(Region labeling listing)
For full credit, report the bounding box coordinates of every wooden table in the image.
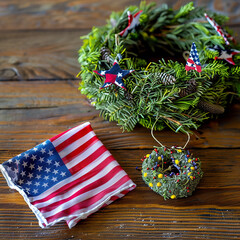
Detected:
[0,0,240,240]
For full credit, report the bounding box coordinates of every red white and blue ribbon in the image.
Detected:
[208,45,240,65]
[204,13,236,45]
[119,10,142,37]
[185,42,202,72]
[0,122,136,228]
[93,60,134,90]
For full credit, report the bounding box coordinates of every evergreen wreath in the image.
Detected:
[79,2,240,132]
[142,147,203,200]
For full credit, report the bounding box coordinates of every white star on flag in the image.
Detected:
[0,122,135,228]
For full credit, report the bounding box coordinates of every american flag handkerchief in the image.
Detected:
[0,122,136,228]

--

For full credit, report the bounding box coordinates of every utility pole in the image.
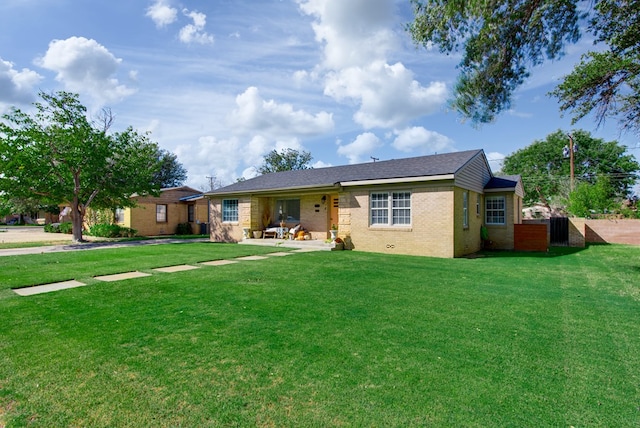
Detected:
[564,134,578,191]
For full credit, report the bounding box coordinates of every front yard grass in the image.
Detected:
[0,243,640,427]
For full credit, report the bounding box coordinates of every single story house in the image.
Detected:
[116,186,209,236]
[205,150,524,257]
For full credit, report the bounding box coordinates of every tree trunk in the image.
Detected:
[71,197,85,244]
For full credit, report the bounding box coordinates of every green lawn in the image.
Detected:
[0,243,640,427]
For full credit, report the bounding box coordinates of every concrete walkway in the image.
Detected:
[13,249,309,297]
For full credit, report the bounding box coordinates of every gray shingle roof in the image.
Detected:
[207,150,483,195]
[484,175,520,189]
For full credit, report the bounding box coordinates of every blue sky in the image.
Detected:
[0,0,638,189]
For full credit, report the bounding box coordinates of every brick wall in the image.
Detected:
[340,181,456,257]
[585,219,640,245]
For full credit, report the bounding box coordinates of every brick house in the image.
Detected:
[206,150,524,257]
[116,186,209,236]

GIVEN REQUEST:
Which lines in the listing above contain the word "blue", with case counting? Pick out each one and copy it in full.

RESPONSE TO THIS TASK:
For full credit, report the bounding box coordinates of every red white and blue ribbon in the image.
For full credit, report the bounding box coordinates of every blue sky in the image.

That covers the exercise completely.